READING PASSAGE:

Chapter | Agriculture from The Report: Tunisia 2016

Agriculture performed strongly in 2015, driven by outstanding production and olive oil exports, which generated nearly 920m in revenue. The sector, which accounts for around 10% of GDP, has not been spared the instability affecting the country since the 2011 revolution, prompting efforts to initiate structural reforms, including enhanced organisation to boost productivity and stabilize output. Profitability is also a concern, as farmer debt is soaring amid rising input costs. Given the role that the sector has come to occupy in securing foreign revenues and bolstering the country’s trade balance, Tunisia is set to further tap into existing assets, such as its geographical location and favorable climate, to boost exports to Europe. There is also significant potential to enhance exports to neighbouring Libya and Algeria, where non-tariff barriers are less of an impediment to trade than they are in Europe’s case. This chapter contains an interview with Abdelaziz Makhloufi, CEO, CHO Company.

LISTED ENTRIES:

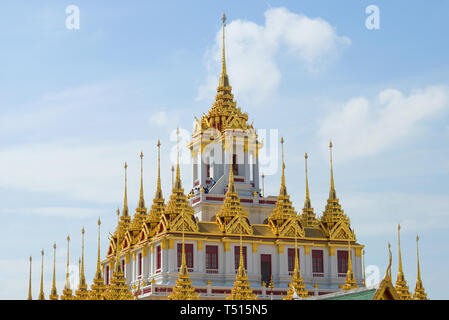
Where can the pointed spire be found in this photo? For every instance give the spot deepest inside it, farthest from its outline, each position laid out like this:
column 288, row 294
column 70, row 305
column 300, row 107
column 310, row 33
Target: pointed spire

GOAL OF THE EXERCISE:
Can you take the report excerpt on Tunisia's agriculture sector further, writing on from its last sentence?

RESULT FOR THIS EXERCISE:
Chapter | Tourism from The Report: Tunisia 2016

In the years leading up to 2011, Tunisia was a popular destination for many European holidaymakers in search of a nearby, safe and affordable sun and sea destination. For more than 40 years, Tunisia’s resorts in beachside cities like Sousse and Hammamet had catered to a primarily package tourist crowd, attracting visitors from France, Germany, Italy and the UK. The country’s attractions are unique – from the ksours (castles) of Tataouine to the beaches of Djerba to the ruins of Carthage – however, recent years have proven challenging. The 2011 revolution led to a drop in visitor numbers in the immediate aftermath in turn exacerbating structural issues, such as a lack of diversified offerings. This was further impacted by a pair of terrorist incidents in 2015, which slowed the pace of the industry’s recovery from the 2011 revolution. However, while the short-term outlook is somewhat uncertain, the efforts adopted by the government under Vision 3+1, provide cause for optimism in the medium to long term. The ability of the sector to diversify its offerings and provide a wider selection of accommodation and activities should help buffer revenues in the future and ensure a more sustainable growth trajectory. This chapter contains an interview with Radhouane Ben Salah, President, Tunisian Federation of Hoteliers.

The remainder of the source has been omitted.